▶ _Passage provided_
┌──

Five Feet Apart

Their love is a dream of any true romantic

Movies Drama Romance
116 min     8.3     2019     USA

Overview

Five Feet Apart is Justin Baldoni’s debut romantic drama written by Mikki Daughtry and Tobias Iaconis, which tells us a story about two lovers deprived of the joy of touch.

Haley Lu Richardson (Stella) and Cole Sprouse (Will) play two young patients who suffer from cystic fibrosis but try to build a relationship despite the unlucky circumstances.

Stella has been suffering from this rare disease since childhood, so she has spent all her life, occasionally visiting hospitals to clean her lungs. Therefore, everyone at the hospital she usually visits knows her, and she even found friends there. The girl’s passion is her YouTube channel, where she shares everyday moments during treatment and tells her subscribers about her disease.

Once upon a time, a new patient arrived in her department. A handsome guy named Will is a complete opposite to Stella as he does not follow the hospital schedule and is slightly apathetic. He has cystic fibrosis as well, but at his stage of the disease, he has an increased risk of infecting other patients. Therefore, Stella is strictly forbidden to approach the guy closer than five feet. However, following Stella’s desire to help everyone, she eventually falls in love with Will.

The movie, in general, is much more ironic than it might seem. It resembles The Fault in Our Stars with a similar sad and, at the same time, cheerful tone and an incurable disease as a source of the central conflict. The scriptwriters added another detail to a typical storyline: the characters not only will not live long due to their condition, but they have no chance to feel the joy of tactile communication.

└──

▶ _Required actions_
1. Answer these questions using the Five Feet Apart review:
(a) Who directed the movie?
(b) What does the review name as Stella's passion?
(c) Which other movie does the review say it resembles?
2. Write the next paragraph of the Five Feet Apart review, picking up after its final sentence.

▶ _Source information_
┌──

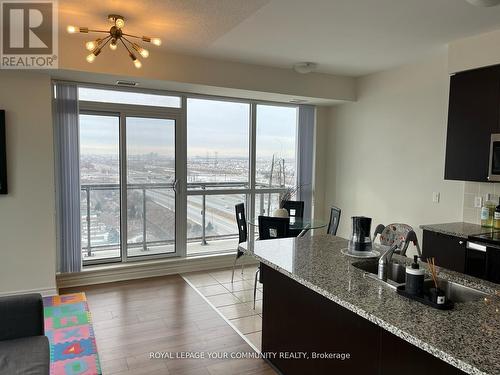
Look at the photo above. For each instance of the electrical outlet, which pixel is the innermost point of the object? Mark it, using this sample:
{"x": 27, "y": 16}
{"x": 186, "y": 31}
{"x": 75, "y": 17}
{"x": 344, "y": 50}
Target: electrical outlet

└──

▶ _Answers below_
1.
(a) Justin Baldoni.
(b) Her YouTube channel, where she shares everyday moments during treatment and tells her subscribers about her disease.
(c) The Fault in Our Stars.

2.
Their love is a dream of any true romantic: it is pure and non-erotic. Those five feet become the obstacle that provokes sensuality, the invisible thread between the characters, an emotional dam.

Of course, at some point, the dam must break through. Unfortunately, at the very climactic moment, Five Feet Apart sinks into the sea of sentimentality. The film basically holds together thanks to Hailey Lou Richardson, a talented young actress from the indie drama Columbus and one of McAvoy's victims in Split. She saves the movie, especially compared to Cole Sprouse, who spends the entire movie with the same look on his face (and, oddly enough, it is better like that).

By the end, Five Feet Apart loses all humor and any connection with reality, and completely plunges into the world of tears and wet napkins. It even seems that the film creators really did not know how their story should end. Therefore, having reached a critical point, they began to tediously summarize everything. Whereas the story did not need that at all.